# Assigned task:
Only a number is expected in reply: the count of lines below where the word "above" occurs.

══════

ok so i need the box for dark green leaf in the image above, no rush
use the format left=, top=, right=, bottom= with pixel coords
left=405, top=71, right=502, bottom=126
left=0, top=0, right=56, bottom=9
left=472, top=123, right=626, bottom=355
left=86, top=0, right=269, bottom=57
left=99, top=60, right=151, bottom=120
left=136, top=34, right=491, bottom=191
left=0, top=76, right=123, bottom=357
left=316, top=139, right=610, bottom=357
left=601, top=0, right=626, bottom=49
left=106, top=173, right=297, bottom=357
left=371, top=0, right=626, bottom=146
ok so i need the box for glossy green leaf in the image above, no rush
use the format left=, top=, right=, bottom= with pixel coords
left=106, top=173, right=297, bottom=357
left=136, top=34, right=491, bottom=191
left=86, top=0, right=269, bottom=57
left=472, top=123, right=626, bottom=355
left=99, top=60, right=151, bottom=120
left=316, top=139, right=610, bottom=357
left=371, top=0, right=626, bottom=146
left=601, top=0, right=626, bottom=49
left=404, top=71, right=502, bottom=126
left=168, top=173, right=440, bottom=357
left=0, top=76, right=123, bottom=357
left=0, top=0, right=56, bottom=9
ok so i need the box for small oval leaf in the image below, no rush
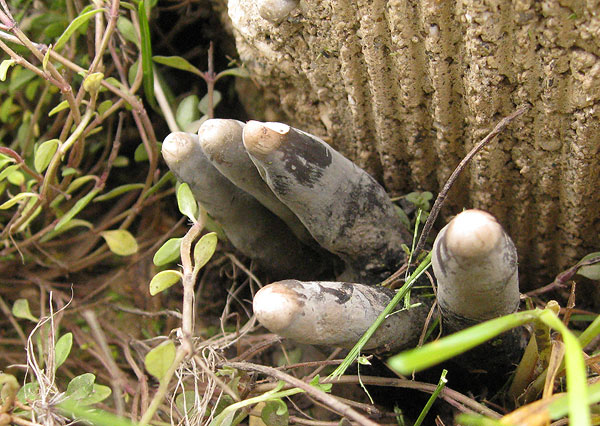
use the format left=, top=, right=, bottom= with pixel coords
left=116, top=16, right=139, bottom=46
left=216, top=67, right=250, bottom=80
left=176, top=95, right=199, bottom=130
left=261, top=399, right=289, bottom=426
left=176, top=183, right=198, bottom=222
left=100, top=230, right=138, bottom=256
left=12, top=299, right=38, bottom=322
left=54, top=8, right=104, bottom=51
left=34, top=139, right=59, bottom=172
left=149, top=270, right=182, bottom=295
left=144, top=340, right=176, bottom=381
left=153, top=237, right=182, bottom=266
left=152, top=55, right=203, bottom=76
left=97, top=99, right=113, bottom=115
left=577, top=252, right=600, bottom=280
left=7, top=169, right=24, bottom=186
left=193, top=232, right=217, bottom=272
left=0, top=164, right=21, bottom=182
left=48, top=100, right=69, bottom=117
left=198, top=90, right=222, bottom=115
left=54, top=332, right=73, bottom=370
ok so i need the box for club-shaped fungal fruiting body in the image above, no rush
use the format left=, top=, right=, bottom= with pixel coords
left=198, top=119, right=315, bottom=246
left=432, top=209, right=520, bottom=331
left=161, top=131, right=329, bottom=279
left=253, top=209, right=522, bottom=357
left=252, top=279, right=430, bottom=352
left=242, top=120, right=411, bottom=284
left=257, top=0, right=299, bottom=23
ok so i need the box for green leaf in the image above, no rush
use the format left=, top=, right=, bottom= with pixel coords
left=0, top=164, right=21, bottom=182
left=65, top=373, right=112, bottom=405
left=94, top=184, right=144, bottom=202
left=97, top=100, right=113, bottom=116
left=54, top=332, right=73, bottom=370
left=198, top=90, right=222, bottom=115
left=9, top=67, right=36, bottom=94
left=261, top=399, right=289, bottom=426
left=138, top=0, right=155, bottom=106
left=66, top=175, right=98, bottom=194
left=100, top=230, right=138, bottom=256
left=54, top=8, right=104, bottom=51
left=576, top=252, right=600, bottom=280
left=42, top=47, right=51, bottom=71
left=113, top=156, right=129, bottom=167
left=15, top=197, right=42, bottom=233
left=127, top=60, right=139, bottom=88
left=12, top=299, right=38, bottom=322
left=34, top=139, right=59, bottom=172
left=193, top=232, right=217, bottom=272
left=144, top=340, right=176, bottom=381
left=61, top=167, right=78, bottom=177
left=388, top=310, right=539, bottom=374
left=216, top=67, right=250, bottom=80
left=149, top=270, right=182, bottom=295
left=6, top=170, right=25, bottom=186
left=0, top=59, right=15, bottom=81
left=116, top=16, right=139, bottom=46
left=175, top=391, right=198, bottom=417
left=17, top=382, right=39, bottom=403
left=153, top=237, right=182, bottom=266
left=309, top=375, right=332, bottom=393
left=176, top=183, right=198, bottom=221
left=25, top=79, right=41, bottom=100
left=48, top=100, right=69, bottom=117
left=40, top=219, right=93, bottom=242
left=134, top=142, right=161, bottom=162
left=152, top=55, right=203, bottom=77
left=210, top=408, right=237, bottom=426
left=54, top=188, right=100, bottom=231
left=58, top=399, right=135, bottom=426
left=66, top=373, right=94, bottom=399
left=176, top=95, right=200, bottom=130
left=0, top=96, right=17, bottom=122
left=0, top=192, right=38, bottom=210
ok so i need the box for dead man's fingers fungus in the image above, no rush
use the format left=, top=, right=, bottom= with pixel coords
left=432, top=209, right=520, bottom=331
left=161, top=131, right=327, bottom=279
left=198, top=119, right=315, bottom=245
left=253, top=280, right=430, bottom=352
left=242, top=120, right=410, bottom=284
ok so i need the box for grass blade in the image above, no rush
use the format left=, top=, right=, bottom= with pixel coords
left=138, top=0, right=155, bottom=107
left=388, top=310, right=539, bottom=374
left=330, top=252, right=432, bottom=378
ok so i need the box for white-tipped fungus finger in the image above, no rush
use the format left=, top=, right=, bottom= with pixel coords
left=198, top=119, right=315, bottom=245
left=432, top=209, right=520, bottom=331
left=162, top=132, right=329, bottom=279
left=242, top=121, right=411, bottom=284
left=253, top=280, right=430, bottom=352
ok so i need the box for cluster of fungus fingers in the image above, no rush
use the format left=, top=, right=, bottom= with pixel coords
left=162, top=120, right=521, bottom=361
left=254, top=210, right=520, bottom=354
left=161, top=130, right=329, bottom=280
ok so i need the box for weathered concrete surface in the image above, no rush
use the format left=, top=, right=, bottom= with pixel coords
left=216, top=0, right=600, bottom=288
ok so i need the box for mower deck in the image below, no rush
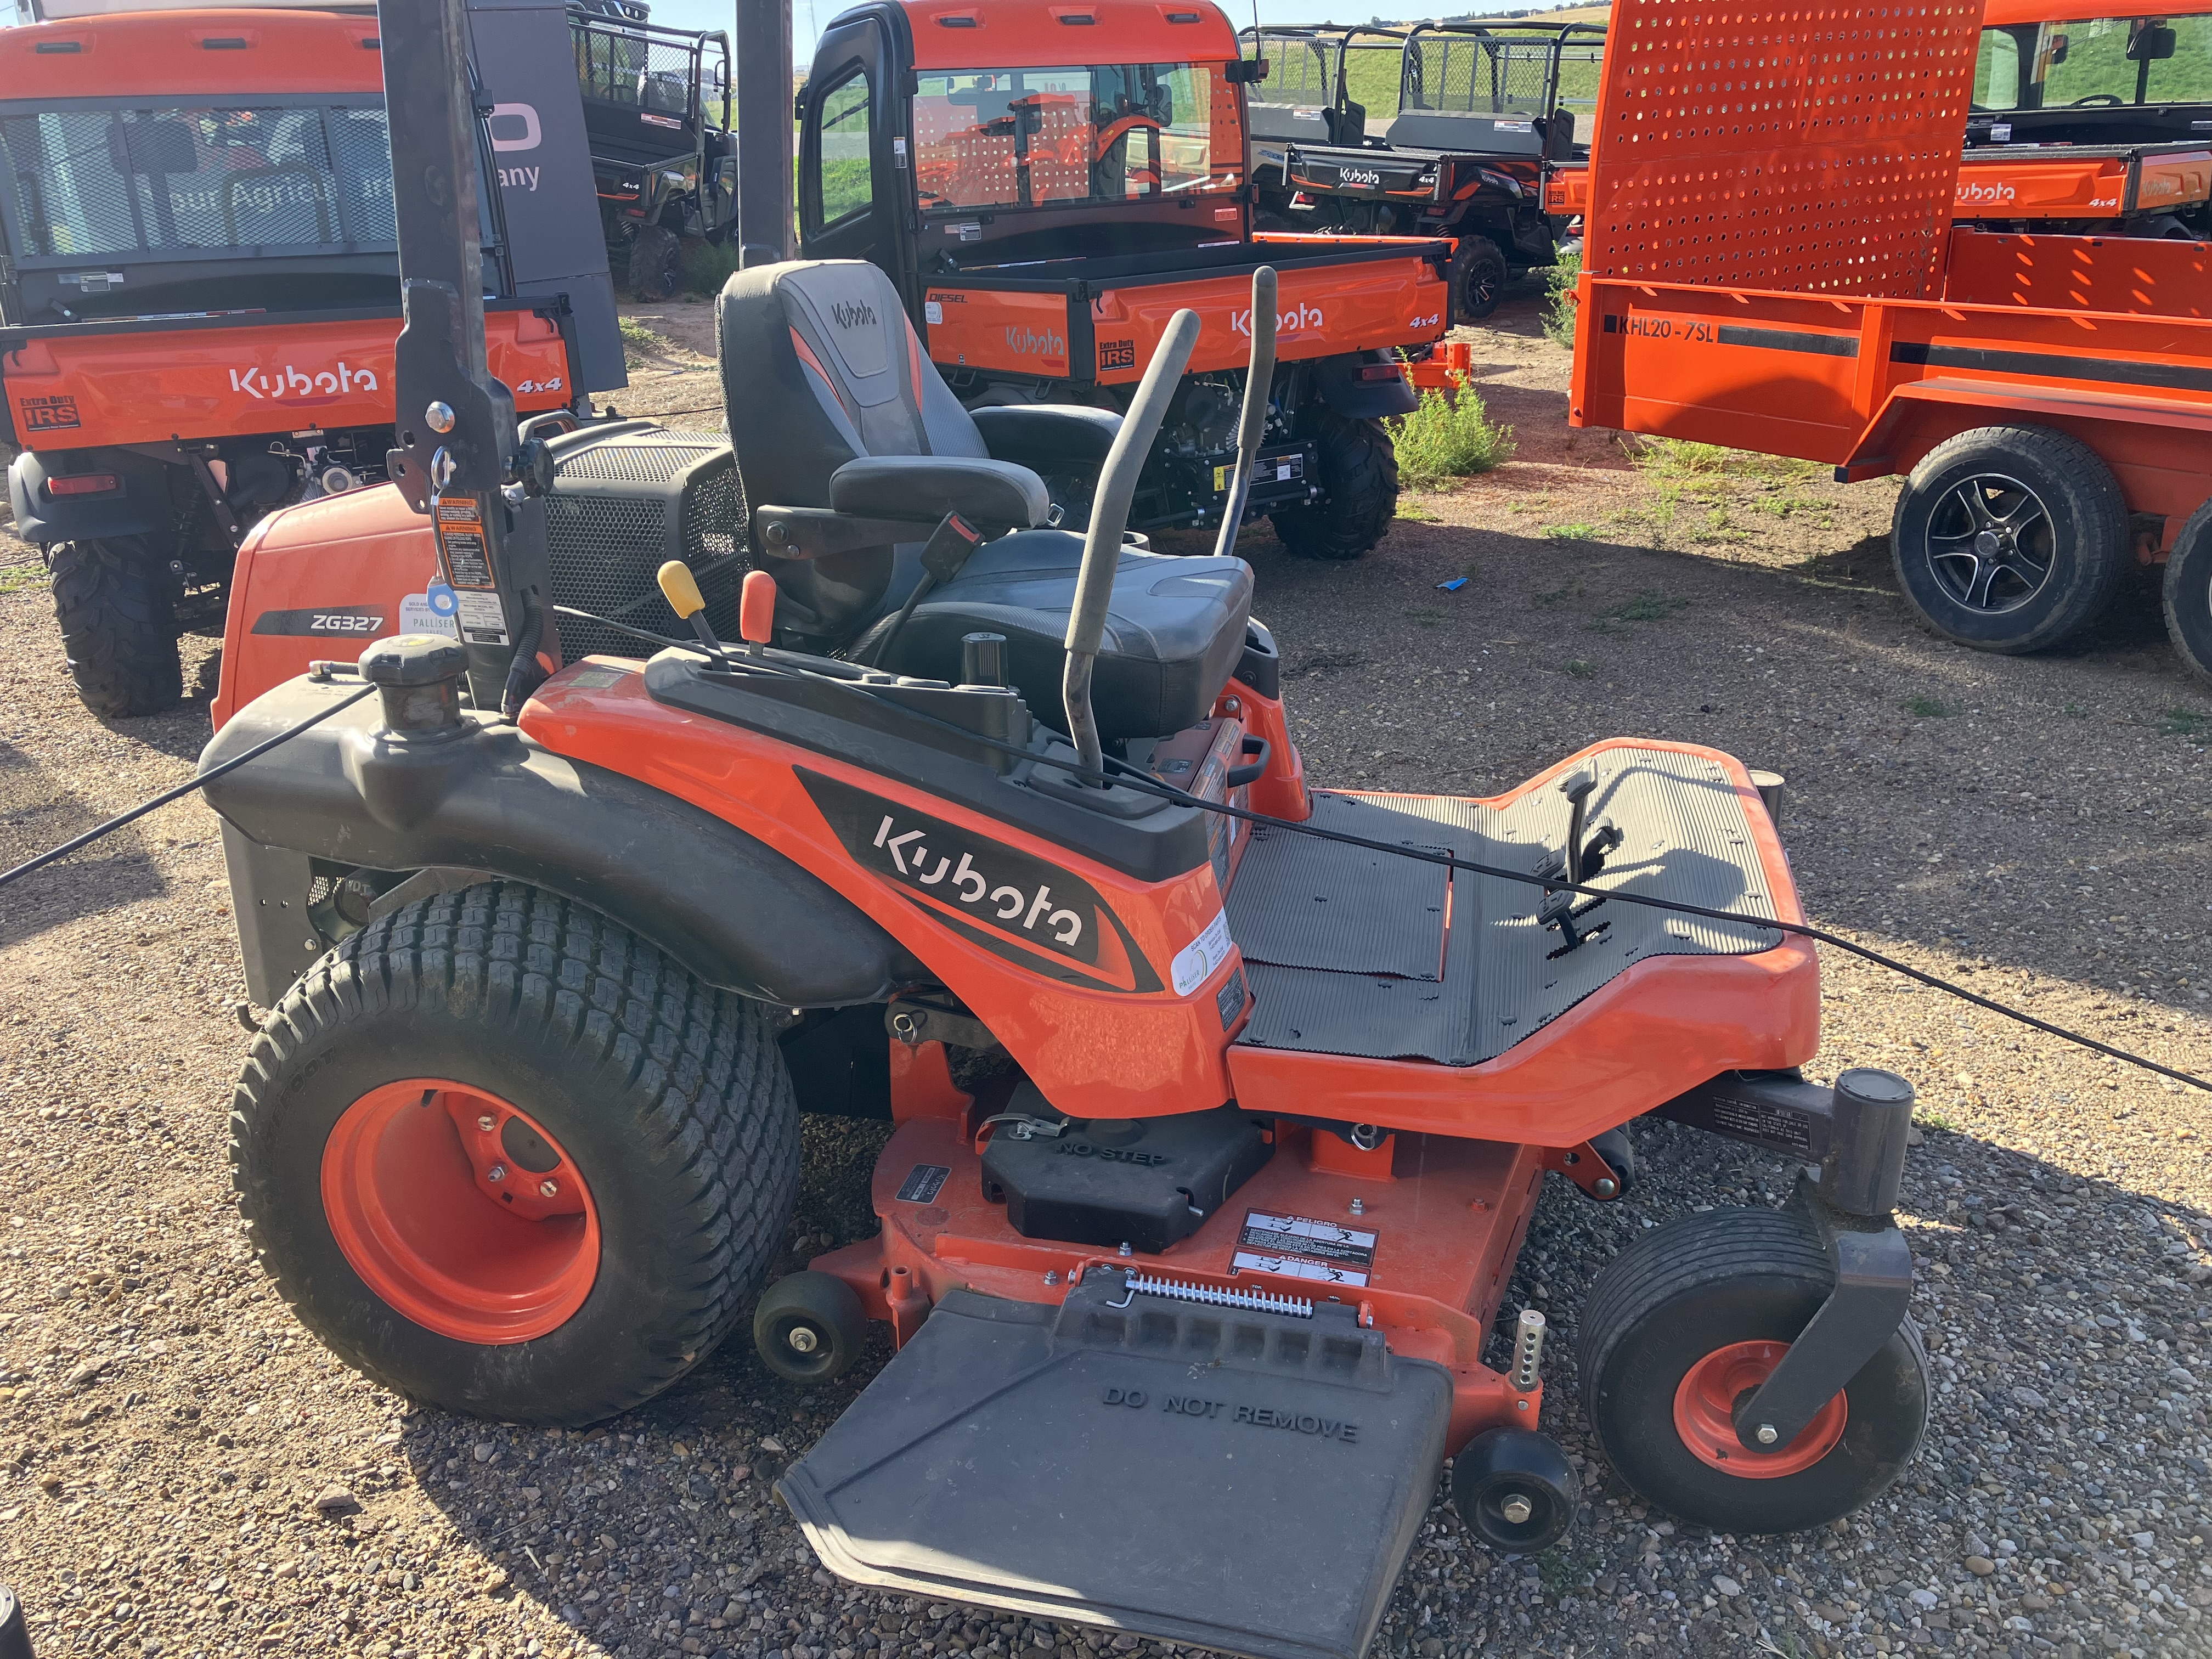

══════

# Answer below:
9